12.4.2 Verplichting rapportage
  • a. de omgevingsvergunning als bedoeld in 12.4.1 wordt niet verleend dan nadat de aanvrager een rapport heeft overlegd op basis van de in de beroepsgroep geldende norm waarin de archeologische waarden van het terrein, dat blijkens de aanvraag zal worden verstoord, in voldoende mate is vastgesteld;
  • b. een onderzoek als bedoeld in 12.4.1 a is niet vereist indien naar oordeel van het bevoegd gezag de archeologische waarde van het terrein in andere beschikbare informatie afdoende is vastgesteld;
  • c. een onderzoek als bedoeld in 12.4.2 a is ook niet vereist indien door het overleggen van een overeenkomstig de eisen van het bevoegd gezag uitgevoerd onderzoek blijkt dat de verstoringsdiepte van de bouwactiviteit minder diep reikt dan de Laatmiddeleeuwse en moderne bouwvoor (akkerdek);
  • d. het bevoegd gezag verleent de vergunning indien naar zijn oordeel genoegzaam blijkt dat:
    • 1. er geen archeologische waarden aanwezig zijn;
    • 2. de betreffende archeologische waarden door de ingreep niet of niet onevenredig worden geschaad;
    • 3. de verstoringsdiepte minder diep reikt dan het akkerdek;
    • 4. schade door bouwactiviteiten kan worden voorkomen of zoveel mogelijk kan worden beperkt door het in acht nemen van aan de omgevingsvergunning verbonden voorschriften.

- [Gegevensregels]

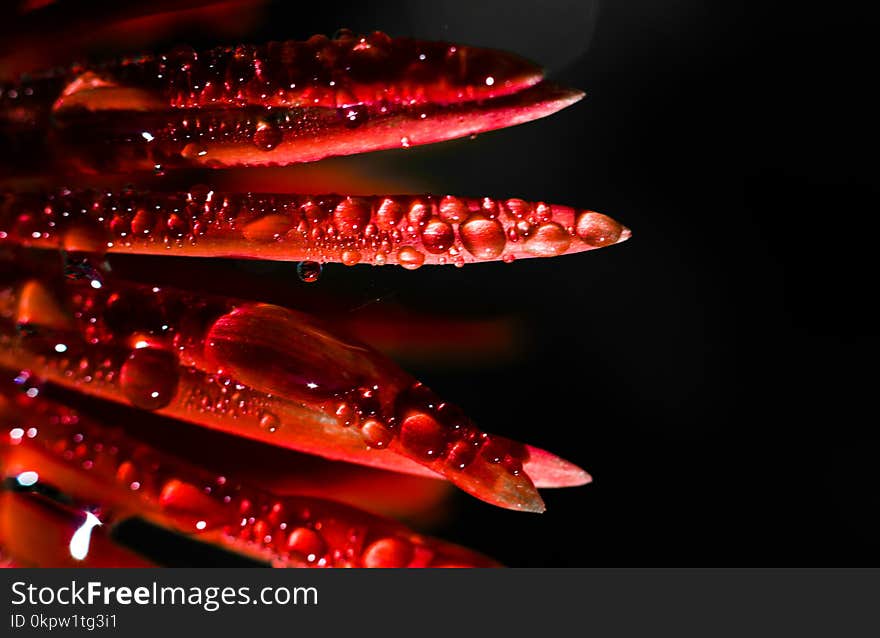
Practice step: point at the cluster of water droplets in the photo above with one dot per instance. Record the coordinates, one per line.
(403, 229)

- [Opdracht] In welk geval is volgens het tekstblok over de verplichting tot rapportage een onderzoek als bedoeld in 12.4.1 a niet vereist?

- [Uitgewerkt antwoord] Als naar oordeel van het bevoegd gezag de archeologische waarde van het terrein in andere beschikbare informatie afdoende is vastgesteld.